**WHAT THIS TASK INVOLVES:** Return every line of the material exactly.

**RECORDS SUPPLIED:**
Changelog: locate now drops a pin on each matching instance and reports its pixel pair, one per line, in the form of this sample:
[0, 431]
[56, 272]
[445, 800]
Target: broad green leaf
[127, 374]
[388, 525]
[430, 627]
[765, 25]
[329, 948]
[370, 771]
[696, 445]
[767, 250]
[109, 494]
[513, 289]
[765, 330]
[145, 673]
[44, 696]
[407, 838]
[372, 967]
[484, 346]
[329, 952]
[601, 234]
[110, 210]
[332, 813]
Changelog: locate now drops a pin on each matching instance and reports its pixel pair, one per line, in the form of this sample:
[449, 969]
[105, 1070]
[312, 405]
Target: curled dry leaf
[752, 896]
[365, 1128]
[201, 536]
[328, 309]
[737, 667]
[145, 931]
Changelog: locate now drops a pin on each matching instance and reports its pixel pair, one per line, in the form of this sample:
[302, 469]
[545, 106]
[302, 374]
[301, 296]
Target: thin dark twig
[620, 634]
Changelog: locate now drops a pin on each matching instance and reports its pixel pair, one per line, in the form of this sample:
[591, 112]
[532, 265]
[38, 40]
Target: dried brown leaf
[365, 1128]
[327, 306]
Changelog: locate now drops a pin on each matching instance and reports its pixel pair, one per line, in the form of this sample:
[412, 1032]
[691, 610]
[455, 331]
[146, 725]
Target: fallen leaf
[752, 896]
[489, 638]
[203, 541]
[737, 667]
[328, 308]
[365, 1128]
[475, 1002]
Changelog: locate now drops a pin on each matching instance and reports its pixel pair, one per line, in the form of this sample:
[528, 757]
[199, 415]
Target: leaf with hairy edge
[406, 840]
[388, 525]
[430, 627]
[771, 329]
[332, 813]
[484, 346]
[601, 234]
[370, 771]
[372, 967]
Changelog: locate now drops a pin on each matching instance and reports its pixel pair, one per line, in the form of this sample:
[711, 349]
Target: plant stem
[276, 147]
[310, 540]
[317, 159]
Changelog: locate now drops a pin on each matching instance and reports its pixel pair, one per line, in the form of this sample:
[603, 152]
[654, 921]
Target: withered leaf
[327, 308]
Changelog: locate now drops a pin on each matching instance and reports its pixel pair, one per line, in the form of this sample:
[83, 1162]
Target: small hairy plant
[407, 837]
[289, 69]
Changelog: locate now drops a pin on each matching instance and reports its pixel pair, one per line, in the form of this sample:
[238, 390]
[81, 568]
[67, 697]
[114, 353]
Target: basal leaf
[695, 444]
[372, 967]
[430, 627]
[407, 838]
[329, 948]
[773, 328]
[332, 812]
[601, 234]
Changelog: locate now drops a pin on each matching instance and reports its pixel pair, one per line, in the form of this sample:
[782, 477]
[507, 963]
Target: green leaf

**TASK RESPONSE:**
Changelog: locate now drops a pin on each matching instance and reports its pixel pair, one per line, in the form of this sample:
[0, 431]
[56, 272]
[445, 800]
Target: broad green leaf
[127, 374]
[388, 525]
[430, 627]
[765, 25]
[329, 948]
[370, 771]
[696, 445]
[767, 250]
[109, 494]
[513, 289]
[765, 330]
[145, 673]
[44, 696]
[407, 838]
[372, 967]
[484, 346]
[329, 952]
[601, 234]
[110, 210]
[332, 813]
Changelog: locate now drops a pin on each matching instance and reports its pixel pair, one per line, in the form of this sample:
[449, 969]
[105, 1070]
[312, 405]
Target: curled dry leaf
[752, 896]
[365, 1128]
[201, 536]
[328, 309]
[737, 667]
[145, 931]
Changelog: locate now drops a pin on each matching instance and reports its pixel pair, one per line, in the form of this sample:
[302, 469]
[545, 106]
[302, 374]
[301, 296]
Target: thin dark twig
[620, 634]
Changelog: locate now drops a pin on each matching instance and reports its pixel pair, one per line, in the form of this sample:
[591, 112]
[532, 265]
[38, 40]
Target: dried brown leaf
[365, 1128]
[327, 306]
Changelog: locate now drops a pin on each matching instance and reports its pixel pair, one per line, in the form of this sample:
[412, 1032]
[691, 610]
[455, 331]
[146, 725]
Target: fallen leaf
[752, 896]
[489, 638]
[203, 541]
[737, 667]
[328, 308]
[365, 1128]
[475, 1002]
Changelog: locate now drops a pin on each matching instance and reports its pixel pair, one per line, in the form of this sample:
[528, 757]
[199, 415]
Target: leaf with hairy edge
[406, 840]
[388, 525]
[430, 627]
[771, 329]
[332, 813]
[484, 346]
[601, 234]
[370, 771]
[372, 967]
Changelog: locate now drops a pin on each matching instance and reports its pixel pair, one per line, in the form of this sample:
[711, 349]
Target: plant stem
[276, 147]
[310, 540]
[317, 159]
Changelog: locate now drops a pin on each matching instance and reports its pixel pair, one per line, in the form of this sample:
[603, 152]
[654, 921]
Target: withered leaf
[327, 308]
Changelog: locate now drops a pin on each matching instance and reports its pixel pair, one per line, in the form of this sample:
[83, 1162]
Target: small hairy plant
[407, 837]
[289, 69]
Changelog: locate now drops a pin on each matching instance and reports its pixel pair, one per line, in the form of this sample:
[238, 390]
[81, 568]
[67, 697]
[114, 353]
Target: basal leaf
[695, 444]
[372, 967]
[430, 627]
[407, 838]
[329, 948]
[773, 328]
[332, 812]
[601, 234]
Changelog: locate now drops a pin on each matching instance and reports its pixel pair, one per line, in the form of this sample:
[782, 477]
[507, 963]
Target: green leaf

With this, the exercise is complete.